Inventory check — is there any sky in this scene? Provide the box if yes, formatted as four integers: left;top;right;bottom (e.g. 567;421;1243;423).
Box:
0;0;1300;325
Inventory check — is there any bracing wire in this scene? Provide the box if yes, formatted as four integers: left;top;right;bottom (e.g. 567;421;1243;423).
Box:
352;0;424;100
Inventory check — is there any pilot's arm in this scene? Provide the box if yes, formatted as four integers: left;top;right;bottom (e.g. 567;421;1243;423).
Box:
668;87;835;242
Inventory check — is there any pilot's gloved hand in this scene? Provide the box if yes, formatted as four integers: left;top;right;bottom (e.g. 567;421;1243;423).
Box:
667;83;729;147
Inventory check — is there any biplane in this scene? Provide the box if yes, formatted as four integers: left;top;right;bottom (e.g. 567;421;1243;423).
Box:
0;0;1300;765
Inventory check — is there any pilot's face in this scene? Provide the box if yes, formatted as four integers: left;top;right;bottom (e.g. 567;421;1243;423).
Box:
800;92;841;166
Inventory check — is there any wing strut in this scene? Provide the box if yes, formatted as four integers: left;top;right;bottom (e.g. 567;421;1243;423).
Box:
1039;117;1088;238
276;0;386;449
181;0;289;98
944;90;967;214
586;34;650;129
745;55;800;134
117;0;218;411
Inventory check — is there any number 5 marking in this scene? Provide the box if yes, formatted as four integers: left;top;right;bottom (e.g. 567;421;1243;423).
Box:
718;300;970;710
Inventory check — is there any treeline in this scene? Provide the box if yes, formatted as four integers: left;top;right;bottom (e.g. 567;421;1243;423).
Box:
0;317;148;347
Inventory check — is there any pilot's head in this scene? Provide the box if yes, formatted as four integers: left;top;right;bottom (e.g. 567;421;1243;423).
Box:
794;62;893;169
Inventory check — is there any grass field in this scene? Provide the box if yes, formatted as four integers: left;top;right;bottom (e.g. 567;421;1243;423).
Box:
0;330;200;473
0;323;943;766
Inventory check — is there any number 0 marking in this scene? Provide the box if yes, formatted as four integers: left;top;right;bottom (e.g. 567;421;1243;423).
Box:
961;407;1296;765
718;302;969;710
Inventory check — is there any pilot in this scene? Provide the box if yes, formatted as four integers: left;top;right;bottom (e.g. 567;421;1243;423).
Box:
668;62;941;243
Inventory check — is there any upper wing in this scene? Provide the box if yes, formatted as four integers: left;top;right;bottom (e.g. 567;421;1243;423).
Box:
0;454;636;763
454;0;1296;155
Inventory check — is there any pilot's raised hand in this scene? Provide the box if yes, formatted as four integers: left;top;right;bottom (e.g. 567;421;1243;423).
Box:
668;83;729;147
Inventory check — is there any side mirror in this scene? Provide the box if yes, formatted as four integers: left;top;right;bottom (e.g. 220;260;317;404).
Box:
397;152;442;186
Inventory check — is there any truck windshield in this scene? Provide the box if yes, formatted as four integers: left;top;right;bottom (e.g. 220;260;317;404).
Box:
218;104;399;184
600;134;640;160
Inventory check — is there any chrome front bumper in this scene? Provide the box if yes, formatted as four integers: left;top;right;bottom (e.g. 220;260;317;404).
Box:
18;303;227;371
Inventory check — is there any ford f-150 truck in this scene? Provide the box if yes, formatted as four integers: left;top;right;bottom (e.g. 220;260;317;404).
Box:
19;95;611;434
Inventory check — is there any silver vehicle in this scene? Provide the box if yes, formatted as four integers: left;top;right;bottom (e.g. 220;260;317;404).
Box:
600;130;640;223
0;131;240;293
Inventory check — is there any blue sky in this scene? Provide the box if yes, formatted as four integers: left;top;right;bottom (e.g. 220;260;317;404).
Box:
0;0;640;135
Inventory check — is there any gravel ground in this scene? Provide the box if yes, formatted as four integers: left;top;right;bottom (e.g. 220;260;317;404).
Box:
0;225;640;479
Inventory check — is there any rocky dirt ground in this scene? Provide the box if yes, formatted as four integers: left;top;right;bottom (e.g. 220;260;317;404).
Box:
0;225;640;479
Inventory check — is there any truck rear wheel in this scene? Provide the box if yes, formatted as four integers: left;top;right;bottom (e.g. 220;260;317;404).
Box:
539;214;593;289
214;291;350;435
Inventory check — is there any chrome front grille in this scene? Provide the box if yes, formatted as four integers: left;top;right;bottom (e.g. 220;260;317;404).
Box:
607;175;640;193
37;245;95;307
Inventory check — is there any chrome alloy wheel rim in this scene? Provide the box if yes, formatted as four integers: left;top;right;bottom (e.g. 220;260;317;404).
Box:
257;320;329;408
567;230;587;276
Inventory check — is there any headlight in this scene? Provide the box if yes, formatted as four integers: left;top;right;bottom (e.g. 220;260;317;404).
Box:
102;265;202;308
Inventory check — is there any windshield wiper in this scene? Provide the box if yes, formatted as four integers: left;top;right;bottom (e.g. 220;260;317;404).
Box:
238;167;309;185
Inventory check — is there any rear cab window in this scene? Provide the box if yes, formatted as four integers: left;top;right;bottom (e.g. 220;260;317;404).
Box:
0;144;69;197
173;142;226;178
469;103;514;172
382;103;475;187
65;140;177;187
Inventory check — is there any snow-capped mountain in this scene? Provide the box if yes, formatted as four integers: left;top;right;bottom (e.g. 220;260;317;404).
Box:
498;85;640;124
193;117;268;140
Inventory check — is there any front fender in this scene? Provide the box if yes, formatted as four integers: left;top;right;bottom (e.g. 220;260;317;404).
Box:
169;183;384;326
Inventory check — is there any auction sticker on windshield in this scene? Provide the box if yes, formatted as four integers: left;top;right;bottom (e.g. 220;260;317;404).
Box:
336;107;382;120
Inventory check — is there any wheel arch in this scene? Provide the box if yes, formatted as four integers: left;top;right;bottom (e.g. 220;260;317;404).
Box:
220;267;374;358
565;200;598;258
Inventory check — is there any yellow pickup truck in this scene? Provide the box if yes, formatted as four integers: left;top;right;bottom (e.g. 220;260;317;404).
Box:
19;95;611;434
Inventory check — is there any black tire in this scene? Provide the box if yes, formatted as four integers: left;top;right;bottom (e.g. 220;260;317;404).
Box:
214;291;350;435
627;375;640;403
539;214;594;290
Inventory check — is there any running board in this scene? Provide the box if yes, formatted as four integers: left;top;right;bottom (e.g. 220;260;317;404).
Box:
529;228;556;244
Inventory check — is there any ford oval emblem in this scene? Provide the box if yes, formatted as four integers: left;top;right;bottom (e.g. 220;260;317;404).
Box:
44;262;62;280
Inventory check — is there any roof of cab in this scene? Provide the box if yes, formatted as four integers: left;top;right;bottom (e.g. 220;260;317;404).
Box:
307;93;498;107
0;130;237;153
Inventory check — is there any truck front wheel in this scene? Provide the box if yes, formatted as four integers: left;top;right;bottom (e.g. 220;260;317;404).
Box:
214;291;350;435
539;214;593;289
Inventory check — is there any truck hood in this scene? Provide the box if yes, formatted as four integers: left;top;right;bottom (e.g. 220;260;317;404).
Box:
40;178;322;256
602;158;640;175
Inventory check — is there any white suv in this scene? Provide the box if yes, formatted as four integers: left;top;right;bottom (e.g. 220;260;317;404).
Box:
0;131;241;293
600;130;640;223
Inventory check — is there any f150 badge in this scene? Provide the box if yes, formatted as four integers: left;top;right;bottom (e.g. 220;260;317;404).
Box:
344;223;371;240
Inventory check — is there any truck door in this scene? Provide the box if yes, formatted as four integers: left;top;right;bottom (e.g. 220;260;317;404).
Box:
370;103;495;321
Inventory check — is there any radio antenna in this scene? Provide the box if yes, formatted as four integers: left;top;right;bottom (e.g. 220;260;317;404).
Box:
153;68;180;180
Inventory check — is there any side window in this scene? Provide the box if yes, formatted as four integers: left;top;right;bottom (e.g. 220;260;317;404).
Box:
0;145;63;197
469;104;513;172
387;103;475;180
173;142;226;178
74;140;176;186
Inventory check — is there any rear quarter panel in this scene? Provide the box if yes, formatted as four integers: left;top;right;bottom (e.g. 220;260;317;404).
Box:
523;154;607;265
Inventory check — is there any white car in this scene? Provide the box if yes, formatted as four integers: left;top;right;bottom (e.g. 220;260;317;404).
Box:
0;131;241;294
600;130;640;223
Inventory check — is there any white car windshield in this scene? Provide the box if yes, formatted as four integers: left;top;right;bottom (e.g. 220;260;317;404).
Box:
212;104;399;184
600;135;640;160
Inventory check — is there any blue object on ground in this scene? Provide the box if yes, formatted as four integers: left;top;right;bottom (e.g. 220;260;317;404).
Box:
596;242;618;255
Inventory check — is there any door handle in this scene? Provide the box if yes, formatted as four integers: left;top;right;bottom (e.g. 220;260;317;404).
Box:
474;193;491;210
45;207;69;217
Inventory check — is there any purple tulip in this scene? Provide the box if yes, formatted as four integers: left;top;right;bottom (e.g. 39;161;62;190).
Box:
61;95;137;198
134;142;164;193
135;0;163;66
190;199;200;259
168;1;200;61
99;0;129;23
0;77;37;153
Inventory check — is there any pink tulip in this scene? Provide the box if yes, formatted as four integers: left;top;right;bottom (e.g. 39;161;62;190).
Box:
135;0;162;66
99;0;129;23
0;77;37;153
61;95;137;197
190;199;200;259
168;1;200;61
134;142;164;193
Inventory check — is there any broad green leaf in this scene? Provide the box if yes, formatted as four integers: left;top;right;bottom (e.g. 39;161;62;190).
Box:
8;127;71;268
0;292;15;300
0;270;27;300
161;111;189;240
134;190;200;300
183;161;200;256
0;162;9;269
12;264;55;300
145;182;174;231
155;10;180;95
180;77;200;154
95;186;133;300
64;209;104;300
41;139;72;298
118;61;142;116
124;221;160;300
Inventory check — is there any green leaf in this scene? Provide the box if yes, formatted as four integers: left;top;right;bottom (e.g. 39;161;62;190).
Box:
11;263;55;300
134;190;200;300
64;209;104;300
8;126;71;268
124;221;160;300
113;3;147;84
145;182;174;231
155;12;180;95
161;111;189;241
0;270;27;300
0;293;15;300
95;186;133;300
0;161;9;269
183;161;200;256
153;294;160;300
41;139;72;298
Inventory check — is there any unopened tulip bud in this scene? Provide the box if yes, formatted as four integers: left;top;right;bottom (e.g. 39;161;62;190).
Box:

• [PROBLEM REQUIREMENTS]:
Rescale the entries from the line with "Inventory check — is there any biplane" to the line with "454;0;1296;155", both included, and give all of those lines again, requests too. Multiply every box coordinate in the answers by 0.95 and round to whole numbers, with halves rounding up. Leave the requests and their format samples unchanged.

• [ANSWER TO THE EXERCISE]:
Inventory check — is there any biplane in this scene? Provide the box if yes, formatted as four integers: left;top;right;bottom (e.g. 567;421;1243;423).
Box:
0;0;1235;727
Inventory check — is there any pilot's face in this scene? Provide the box if yes, formatted as four integers: left;top;right;bottom (e.g. 567;421;1243;423).
Box:
760;87;799;158
Inventory check — is there any wing strut in this scene? Provide the box if yes, formatted as four integers: left;top;right;bottom (e.g. 567;421;1243;423).
Box:
987;111;1034;226
262;0;367;427
172;0;275;93
897;86;919;203
557;32;618;123
708;52;760;127
111;0;207;390
Inventory check — is there any number 5 marking in this scene? Provide the box if yes, formatted as four integers: left;top;right;bottom (e.g. 567;421;1243;423).
Box:
682;285;922;675
Inventory check — is there any treeline in this scene? Provide the box if yes, formatted as four integers: left;top;right;bottom (e.g. 567;421;1243;423).
Box:
0;301;141;330
Inventory check — is there any pilot's head in this scene? Provide the box if yes, formatted as four integers: left;top;right;bottom (e.g. 567;421;1243;423).
Box:
754;59;848;161
Inventory check — is there any grass field in this scene? Provide the box if yes, formatted as four integers: left;top;right;bottom (e.g. 567;421;1243;423).
Box:
0;314;190;449
0;307;896;728
Inventory check — is there any number 0 marking in this scene? Provide the box if yes, formatted as four integers: left;top;right;bottom (e.g. 567;421;1243;423).
Box:
913;387;1231;727
682;287;921;675
Inventory check — is there any pilot in this scene? Provide the box if yes, formatted as four integers: left;top;right;bottom (e.g. 567;421;1243;423).
Box:
635;59;894;231
Inventory check — is there any upper wing in this scene? Provide the box if yes, formatted as four integers: left;top;right;bottom (e.g. 567;421;1243;423).
Box:
0;431;604;725
431;0;1231;147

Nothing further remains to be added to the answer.